━━━ Supplied material
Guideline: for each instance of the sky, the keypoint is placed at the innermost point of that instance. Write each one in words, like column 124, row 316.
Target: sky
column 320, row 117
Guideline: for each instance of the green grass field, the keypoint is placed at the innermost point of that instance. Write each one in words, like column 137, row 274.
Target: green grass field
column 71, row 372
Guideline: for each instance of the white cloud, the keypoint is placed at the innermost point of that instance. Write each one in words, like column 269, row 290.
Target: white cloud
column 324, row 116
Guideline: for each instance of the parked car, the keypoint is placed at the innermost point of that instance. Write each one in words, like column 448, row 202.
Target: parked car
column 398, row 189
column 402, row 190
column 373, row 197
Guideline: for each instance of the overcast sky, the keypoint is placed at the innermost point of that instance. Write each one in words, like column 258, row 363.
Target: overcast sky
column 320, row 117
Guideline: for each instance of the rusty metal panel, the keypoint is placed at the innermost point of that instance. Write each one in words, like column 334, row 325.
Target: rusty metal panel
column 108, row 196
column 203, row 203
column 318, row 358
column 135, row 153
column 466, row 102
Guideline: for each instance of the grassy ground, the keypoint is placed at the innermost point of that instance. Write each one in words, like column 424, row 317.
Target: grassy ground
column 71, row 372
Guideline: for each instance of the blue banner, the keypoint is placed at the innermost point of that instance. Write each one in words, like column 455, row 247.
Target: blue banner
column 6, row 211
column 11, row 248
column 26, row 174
━━━━━━
Each line of the data is to be restated exactly.

→ **Solution to this problem**:
Guideline: for each instance of the sky, the keypoint is placed at the innermost point of that instance. Write each one in words, like column 124, row 316.
Target: sky
column 320, row 117
Guideline: for each instance of the green grass field, the keypoint is placed at the innermost point of that instance. Write each one in words, like column 137, row 274.
Target: green grass field
column 71, row 372
Guideline: for each instance of the white cloud, the keypoint is placed at the innermost point of that instance. Write each one in words, like column 269, row 290.
Target: white cloud
column 324, row 116
Guideline: for each instance of the parked car, the keypoint is placed at the innermost point of that instance. Write each one in words, like column 448, row 202.
Target: parked car
column 398, row 189
column 402, row 190
column 373, row 197
Guideline: for each instance of the overcast sky, the keypoint is placed at the innermost point of that instance. Write each one in words, like column 258, row 363.
Target: overcast sky
column 320, row 117
Guideline: for each instance of the rusty metal panel, the keypoint is placed at the innermost point of that instance. Write each one in words, like column 334, row 325.
Target: rusty metal panel
column 108, row 196
column 203, row 203
column 318, row 358
column 135, row 153
column 466, row 102
Guideline: for each instance of the grassy ground, the keypoint is placed at the innermost point of that instance. Write each one in words, like column 424, row 317.
Target: grassy ground
column 71, row 372
Guideline: for each instance of the blue banner, the keypoint is placed at the innermost point of that instance. Write each one in words, like column 455, row 247.
Target: blue banner
column 6, row 211
column 11, row 248
column 26, row 174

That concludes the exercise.